--- begin Provided text ---

In any mainstream feminist community, one only need mention "MRA" to see mass eye-rolls and heavy sighs. Men's Rights Advocates, or MRAs, are men who, well, advocate for the rights of men. Much like primary objectives of feminism, MRAs focus on issues specifically related eradicating gender-based oppression, only they focus on the male experiences of such oppression, such as unfairness in child custody rulings, child support laws, and fair reporting and legislation for domestic abuse and assault. They cite that men are disproportionately the victims of assault and murder; men are less likely to be awarded custody of their children in a custody battle, usually regardless of the child(ren)'s mother's parenting capabilities; if the draft were to go into effect, men are the only citizens called upon for duty; male victims of rape are rarely taken seriously (if not outright ridiculed), especially if the perpetrator is female, and the resources for male rape victims are pathetically few.

The social and civil problems that men face are numerous; likely too numerous for me, as a female, to cover extensively here. But it seems clear enough to me that these complaints are valid. These are real and present inequalities that men are the victims of, and real ways in which men are oppressed. The structure out of which these oppressive practices are born is the oft-cited patriarchy.

The patriarchy, as it is commonly referred by feminists and most equal-rights and social justice activists, is the (often invisible) structure that we exist within (US- and western-centric here). The patriarchy, in a nutshell, can be described as a social system where (usually heterosexual, white) men are the dominant group and others are seen as "other," and oppressed as a result. Patriarchy is where traditionally masculine qualities are valued, and feminine qualities are believed to be --however unconsciously-- inferior. Laws, media, social constructs, to name a few, are structured accordingly. However, the patriarchal structure does not benefit only men, and does not oppress only women and other oppressed minorities, but positively and negatively affects everyone existing within the structure.

For example, many male complaints of oppression involve discrimination for behaving in traditionally "feminine" ways: crying and showing emotions other than anger or lust (stereotypically male emotions); having claims of rape not taken seriously because a man should be able to fight off an attacker, especially if the perpetrator is female (ditto for domestic abuse), to name a couple. Most insults directed at men involve directly or indirectly referencing femininity. "Sissy," "you throw like a girl," "don't be a fuckin' chick about it," "pussy," etc. This is indicative of the devaluing of femininity and the overarching value of masculinity. While these comments may be directed at women and girls as well, they're likely to be light-hearted and innocent in tone, while they are aggressive and threatening when directed at men and boys, because it's acceptable for a woman or girl to show traits of femininity, but not a man or boy. The reverse, women showing masculine traits, is not viewed negatively in comparison, but is instead often encouraged. Masculinity is something to be desired or attained for women and girls, while femininity is not to be displayed if one is not female.

While women bear the brunt of the oppression caused by the patriarchy (although it depends on how heavily one weighs certain oppressions), they benefit from it as well. When women are the victims of domestic abuse or sexual violence, there are a plethora of resources available to help them (of course, in order to benefit from these privileges, a woman must first be the victim of gender-based violence or oppression, but we'll leave that alone for now). Women are generally protected in society from physical harm, and do not have to serve in the military if the draft is enforced. Women have the benefit of being seen as capable parents if the custody of their children is in question, as a default. As a result, however, women are often expected to be natural caregivers and mothers.

--- end Provided text ---
--- begin Data excerpts ---

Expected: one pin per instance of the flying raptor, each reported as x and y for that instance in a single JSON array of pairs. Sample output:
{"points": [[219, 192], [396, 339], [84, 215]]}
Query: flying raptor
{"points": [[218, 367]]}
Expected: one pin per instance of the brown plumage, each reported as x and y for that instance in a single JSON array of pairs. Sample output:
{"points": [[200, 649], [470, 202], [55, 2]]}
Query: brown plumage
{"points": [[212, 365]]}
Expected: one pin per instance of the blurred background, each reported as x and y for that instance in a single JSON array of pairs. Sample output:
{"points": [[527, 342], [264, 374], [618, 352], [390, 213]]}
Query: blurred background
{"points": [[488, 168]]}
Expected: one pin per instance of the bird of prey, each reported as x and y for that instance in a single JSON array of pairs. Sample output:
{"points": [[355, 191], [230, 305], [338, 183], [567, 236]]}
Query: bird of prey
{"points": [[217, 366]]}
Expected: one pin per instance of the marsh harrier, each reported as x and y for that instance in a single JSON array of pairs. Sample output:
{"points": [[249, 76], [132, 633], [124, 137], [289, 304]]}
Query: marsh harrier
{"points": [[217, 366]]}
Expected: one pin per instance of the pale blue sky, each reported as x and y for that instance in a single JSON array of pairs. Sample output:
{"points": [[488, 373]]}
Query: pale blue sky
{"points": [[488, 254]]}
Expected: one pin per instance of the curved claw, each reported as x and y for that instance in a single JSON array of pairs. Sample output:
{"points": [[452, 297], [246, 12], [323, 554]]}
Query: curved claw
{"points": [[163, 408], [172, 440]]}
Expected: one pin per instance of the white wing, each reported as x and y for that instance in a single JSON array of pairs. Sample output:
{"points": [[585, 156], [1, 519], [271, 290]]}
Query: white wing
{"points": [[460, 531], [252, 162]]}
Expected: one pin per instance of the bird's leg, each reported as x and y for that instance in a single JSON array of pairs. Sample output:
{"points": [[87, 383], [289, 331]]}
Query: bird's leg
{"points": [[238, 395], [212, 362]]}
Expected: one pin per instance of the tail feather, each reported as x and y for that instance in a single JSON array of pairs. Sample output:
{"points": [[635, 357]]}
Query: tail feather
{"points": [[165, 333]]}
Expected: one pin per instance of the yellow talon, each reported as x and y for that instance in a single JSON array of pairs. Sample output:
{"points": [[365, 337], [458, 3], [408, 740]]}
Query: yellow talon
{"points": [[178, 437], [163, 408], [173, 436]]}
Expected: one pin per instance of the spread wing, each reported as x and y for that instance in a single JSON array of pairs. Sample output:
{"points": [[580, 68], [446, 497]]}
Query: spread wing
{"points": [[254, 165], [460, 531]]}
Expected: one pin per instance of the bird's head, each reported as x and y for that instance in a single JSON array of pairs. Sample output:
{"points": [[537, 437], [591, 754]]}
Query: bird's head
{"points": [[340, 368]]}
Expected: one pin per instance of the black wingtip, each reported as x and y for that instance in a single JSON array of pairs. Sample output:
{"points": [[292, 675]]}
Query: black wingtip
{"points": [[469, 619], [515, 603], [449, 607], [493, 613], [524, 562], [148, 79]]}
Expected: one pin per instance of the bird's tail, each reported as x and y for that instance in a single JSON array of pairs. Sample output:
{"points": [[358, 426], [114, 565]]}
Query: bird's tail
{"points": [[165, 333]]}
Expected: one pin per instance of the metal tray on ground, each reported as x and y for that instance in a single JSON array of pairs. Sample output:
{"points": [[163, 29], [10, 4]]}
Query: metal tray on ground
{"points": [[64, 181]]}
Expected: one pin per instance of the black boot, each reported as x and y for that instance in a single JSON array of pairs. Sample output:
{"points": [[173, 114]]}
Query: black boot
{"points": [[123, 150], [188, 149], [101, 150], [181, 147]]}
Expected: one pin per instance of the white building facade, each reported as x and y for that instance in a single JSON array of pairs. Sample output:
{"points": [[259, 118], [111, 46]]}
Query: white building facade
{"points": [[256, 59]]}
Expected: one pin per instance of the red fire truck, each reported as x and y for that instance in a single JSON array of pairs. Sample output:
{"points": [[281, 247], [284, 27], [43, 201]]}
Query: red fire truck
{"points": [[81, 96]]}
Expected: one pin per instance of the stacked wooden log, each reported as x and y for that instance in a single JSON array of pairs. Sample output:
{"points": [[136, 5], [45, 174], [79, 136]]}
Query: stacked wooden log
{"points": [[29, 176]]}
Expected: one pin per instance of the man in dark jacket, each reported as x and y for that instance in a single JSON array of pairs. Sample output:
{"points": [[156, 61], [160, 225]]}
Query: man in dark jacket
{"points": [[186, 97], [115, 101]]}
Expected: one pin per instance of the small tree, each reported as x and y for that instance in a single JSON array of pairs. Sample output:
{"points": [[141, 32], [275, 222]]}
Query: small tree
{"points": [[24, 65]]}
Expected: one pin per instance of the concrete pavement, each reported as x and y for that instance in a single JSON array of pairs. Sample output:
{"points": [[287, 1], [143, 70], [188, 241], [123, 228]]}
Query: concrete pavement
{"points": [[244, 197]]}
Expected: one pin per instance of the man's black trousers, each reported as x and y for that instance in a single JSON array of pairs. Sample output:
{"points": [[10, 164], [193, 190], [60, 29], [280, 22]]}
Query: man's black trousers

--- end Data excerpts ---

What needs to be done
Resume the essay on men's rights advocates and patriarchy from the point where it stops.

Result of the exercise
So, what's the problem, then? Men are fighting back at the negative ways that their gender is portrayed in the media and the social and legal oppressions they face. What could be threatening about that?

Nothing. In theory.

The problem is that MRAs -- the outspoken ones, anyway -- aren't focusing on fighting the system that oppresses them. They're not fighting against sexism against males. They're complaining about how much feminism has ruined their lives. They paint feminism as the problem, rather than the larger structure under which gender-based oppression affects their lives. Feminism exists not to eradicate men, but to eradicate misogyny.

There is no reason why MRAs and feminists should be in such stark opposition. Both groups, theoretically, are fighting for gender equality. Feminists need to stop whining about men fighting for their legal and social rights, and MRAs need to stop whining about how women, especially feminist women, are evil bitches out to squander their masculinity, or worse, emasculate them.

...As a side note, we really need to stop using words like "emasculate." That word only serves to further perpetuate the belief that anything less than traditional masculinity, when displayed by a male, is a bad thing. This forces men to act as "manly" as possible, regardless of his natural inclinations, or face harassment, ridicule, and potential violence, and keeps women in the position of "less than" in comparison to men. It's a stupid word and implies stupid things and we should really just stop using it. Instead, we can substitute it with "humiliation," "belittlement," or a host of other synonyms that are gender-neutral in order to avoid negatively stereotyping both men and women. It's what is really meant by the word, so let's just be accurate and avoid assigning gender to it, shall we?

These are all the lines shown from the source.